(Problem to solve): Your task is to find every line in the records that holds the string "below" and copy it.

(Source material):
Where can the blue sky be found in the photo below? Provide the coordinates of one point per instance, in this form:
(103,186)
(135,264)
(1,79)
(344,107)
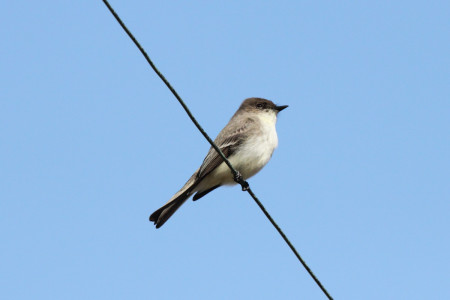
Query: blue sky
(92,142)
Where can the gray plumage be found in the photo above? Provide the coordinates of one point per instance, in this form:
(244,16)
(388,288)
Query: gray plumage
(247,141)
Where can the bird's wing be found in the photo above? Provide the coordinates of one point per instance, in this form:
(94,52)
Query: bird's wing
(227,145)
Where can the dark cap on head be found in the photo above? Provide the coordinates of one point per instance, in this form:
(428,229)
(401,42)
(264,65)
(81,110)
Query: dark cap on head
(262,104)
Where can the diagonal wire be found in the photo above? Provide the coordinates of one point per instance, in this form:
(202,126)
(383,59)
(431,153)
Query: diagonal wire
(237,176)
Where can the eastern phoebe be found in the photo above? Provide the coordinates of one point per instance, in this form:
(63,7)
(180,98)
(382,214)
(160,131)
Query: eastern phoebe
(247,142)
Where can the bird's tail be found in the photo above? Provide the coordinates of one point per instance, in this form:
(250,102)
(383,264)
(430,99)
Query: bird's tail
(160,216)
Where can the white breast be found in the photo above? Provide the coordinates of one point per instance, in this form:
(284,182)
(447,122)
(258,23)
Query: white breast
(256,152)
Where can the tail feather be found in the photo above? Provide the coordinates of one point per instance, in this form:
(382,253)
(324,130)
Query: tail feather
(161,215)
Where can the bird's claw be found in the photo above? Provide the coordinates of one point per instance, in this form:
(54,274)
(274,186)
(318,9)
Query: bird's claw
(238,178)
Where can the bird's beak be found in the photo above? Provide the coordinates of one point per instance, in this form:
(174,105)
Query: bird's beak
(280,107)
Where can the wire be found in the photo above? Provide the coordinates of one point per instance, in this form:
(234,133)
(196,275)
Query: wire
(237,176)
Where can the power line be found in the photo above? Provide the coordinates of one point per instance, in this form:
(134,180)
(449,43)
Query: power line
(236,175)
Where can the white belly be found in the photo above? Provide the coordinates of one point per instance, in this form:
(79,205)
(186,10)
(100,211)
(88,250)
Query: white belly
(252,155)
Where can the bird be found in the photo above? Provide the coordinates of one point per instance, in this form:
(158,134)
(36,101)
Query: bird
(247,141)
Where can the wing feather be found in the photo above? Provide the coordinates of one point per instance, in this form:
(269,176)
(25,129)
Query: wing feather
(227,145)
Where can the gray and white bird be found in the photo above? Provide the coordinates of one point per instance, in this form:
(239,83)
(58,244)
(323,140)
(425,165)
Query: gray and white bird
(247,141)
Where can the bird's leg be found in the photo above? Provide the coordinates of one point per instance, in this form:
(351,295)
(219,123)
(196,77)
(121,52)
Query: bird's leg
(238,178)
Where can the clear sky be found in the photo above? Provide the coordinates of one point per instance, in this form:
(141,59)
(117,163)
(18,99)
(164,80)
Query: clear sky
(92,142)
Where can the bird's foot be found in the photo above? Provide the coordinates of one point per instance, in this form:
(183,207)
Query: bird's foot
(239,179)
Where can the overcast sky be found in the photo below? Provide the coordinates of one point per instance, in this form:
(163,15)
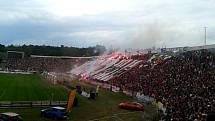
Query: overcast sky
(117,23)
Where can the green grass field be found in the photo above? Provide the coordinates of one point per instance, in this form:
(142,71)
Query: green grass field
(15,87)
(20,87)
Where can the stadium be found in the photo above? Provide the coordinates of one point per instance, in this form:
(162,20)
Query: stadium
(107,60)
(170,85)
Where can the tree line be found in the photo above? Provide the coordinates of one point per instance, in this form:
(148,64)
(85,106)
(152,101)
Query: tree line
(44,50)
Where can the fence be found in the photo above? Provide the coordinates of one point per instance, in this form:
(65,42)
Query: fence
(30,104)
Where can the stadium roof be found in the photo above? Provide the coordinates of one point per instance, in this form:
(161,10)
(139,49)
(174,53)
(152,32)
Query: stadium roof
(38,56)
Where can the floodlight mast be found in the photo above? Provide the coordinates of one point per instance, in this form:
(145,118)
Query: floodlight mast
(205,41)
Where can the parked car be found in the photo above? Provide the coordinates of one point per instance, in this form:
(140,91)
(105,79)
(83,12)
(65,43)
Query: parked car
(55,113)
(10,116)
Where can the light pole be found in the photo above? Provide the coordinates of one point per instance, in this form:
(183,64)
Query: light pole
(205,41)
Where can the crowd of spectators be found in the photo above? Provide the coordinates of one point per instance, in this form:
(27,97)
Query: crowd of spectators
(185,84)
(43,64)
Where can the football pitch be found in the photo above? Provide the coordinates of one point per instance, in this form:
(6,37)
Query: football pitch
(28,87)
(19,87)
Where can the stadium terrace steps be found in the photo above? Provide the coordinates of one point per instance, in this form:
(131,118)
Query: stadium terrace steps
(105,69)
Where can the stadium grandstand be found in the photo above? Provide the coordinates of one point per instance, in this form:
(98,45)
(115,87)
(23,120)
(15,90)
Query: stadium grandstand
(182,83)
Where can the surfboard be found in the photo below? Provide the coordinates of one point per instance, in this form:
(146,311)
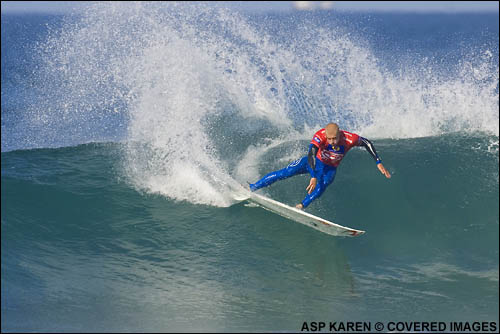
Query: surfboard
(303,217)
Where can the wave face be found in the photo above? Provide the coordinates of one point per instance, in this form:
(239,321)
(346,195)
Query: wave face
(128,131)
(190,88)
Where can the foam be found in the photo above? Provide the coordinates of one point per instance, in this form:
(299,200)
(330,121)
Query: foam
(172,68)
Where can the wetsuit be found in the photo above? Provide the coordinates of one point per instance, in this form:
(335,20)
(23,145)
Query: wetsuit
(321,162)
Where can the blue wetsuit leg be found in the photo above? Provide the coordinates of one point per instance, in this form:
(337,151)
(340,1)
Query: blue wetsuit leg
(297,167)
(326,178)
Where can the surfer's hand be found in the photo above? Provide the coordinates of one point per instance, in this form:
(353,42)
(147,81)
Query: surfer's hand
(312,185)
(384,171)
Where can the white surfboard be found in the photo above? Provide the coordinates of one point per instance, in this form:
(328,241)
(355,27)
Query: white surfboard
(302,217)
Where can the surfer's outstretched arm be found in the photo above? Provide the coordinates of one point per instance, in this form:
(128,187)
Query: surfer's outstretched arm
(371,149)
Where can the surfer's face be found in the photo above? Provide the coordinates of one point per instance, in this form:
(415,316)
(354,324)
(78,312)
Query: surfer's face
(332,139)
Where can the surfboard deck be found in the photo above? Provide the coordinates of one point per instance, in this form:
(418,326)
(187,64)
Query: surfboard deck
(302,217)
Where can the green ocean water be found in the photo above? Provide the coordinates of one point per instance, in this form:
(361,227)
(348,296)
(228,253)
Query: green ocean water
(128,129)
(83,250)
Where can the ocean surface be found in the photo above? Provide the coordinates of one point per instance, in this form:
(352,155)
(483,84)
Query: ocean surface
(127,132)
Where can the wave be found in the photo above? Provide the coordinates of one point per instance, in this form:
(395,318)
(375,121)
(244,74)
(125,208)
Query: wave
(200,94)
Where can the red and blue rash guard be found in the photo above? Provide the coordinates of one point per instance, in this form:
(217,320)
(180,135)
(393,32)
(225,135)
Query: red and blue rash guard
(333,155)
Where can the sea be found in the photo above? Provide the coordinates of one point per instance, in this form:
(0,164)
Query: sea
(128,131)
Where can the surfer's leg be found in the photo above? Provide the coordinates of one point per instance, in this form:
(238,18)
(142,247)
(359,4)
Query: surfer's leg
(297,167)
(325,180)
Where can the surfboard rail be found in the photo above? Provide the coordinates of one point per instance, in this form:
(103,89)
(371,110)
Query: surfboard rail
(303,217)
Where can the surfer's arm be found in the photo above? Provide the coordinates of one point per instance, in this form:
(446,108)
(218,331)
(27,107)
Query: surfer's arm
(371,149)
(311,159)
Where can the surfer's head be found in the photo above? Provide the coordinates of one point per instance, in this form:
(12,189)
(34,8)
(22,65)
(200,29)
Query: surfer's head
(332,133)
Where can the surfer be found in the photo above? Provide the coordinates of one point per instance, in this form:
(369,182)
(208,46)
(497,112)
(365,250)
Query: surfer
(326,150)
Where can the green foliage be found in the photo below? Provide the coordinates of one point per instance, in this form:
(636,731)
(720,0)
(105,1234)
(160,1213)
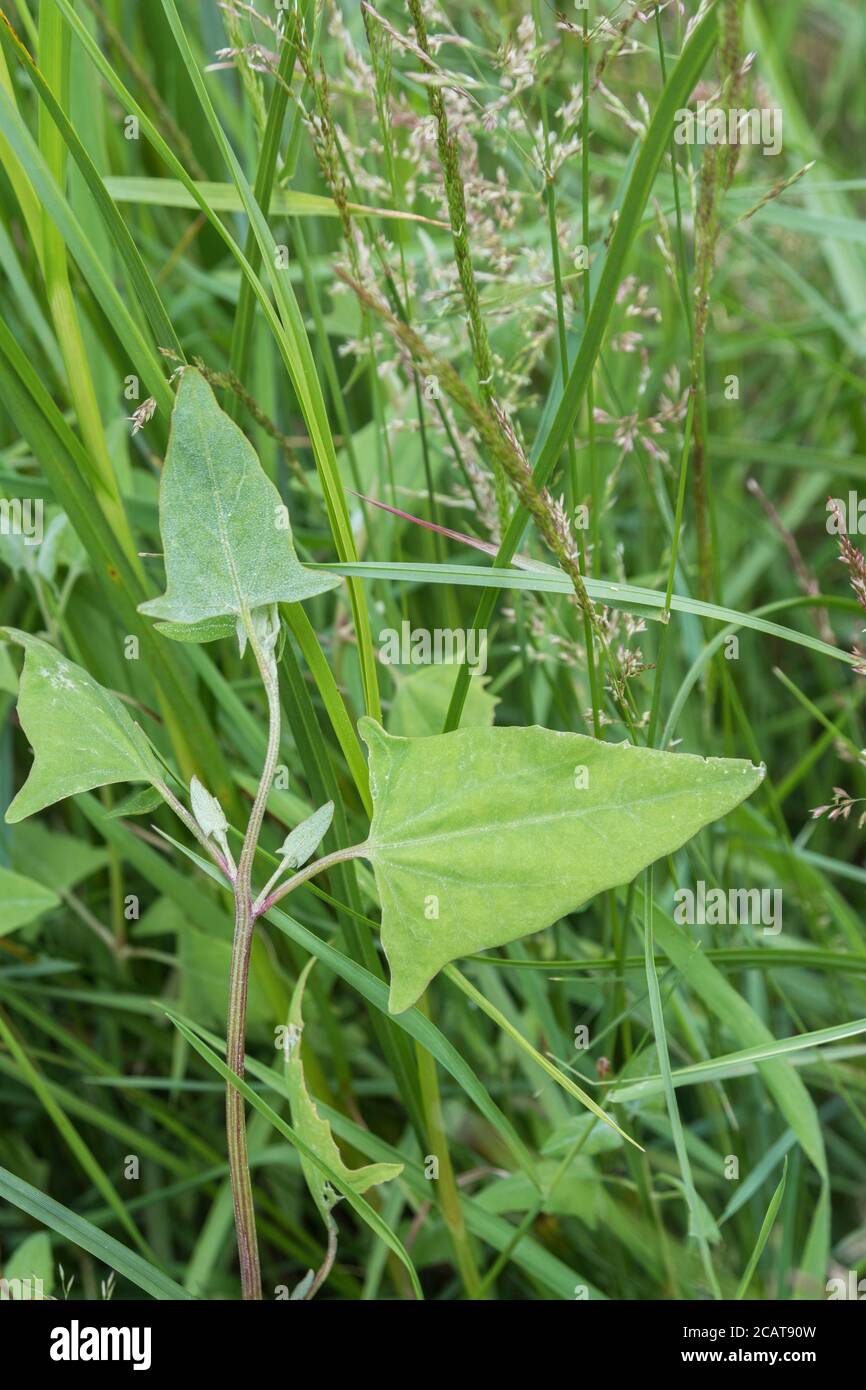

(Solution to this problem):
Where can the blue sky be found in the photo below? Provide the coordinates of one point per instance, in this form:
Where can the overcast sky be found in the photo below? Provide the coordinates of one point per instance, in this form:
Where can the surfboard be found in the photo below? Provide the coordinates of one point per instance, in this form:
Where can the green foliage be found in the photo below? Provide the coordinates of one point per instance, in this form:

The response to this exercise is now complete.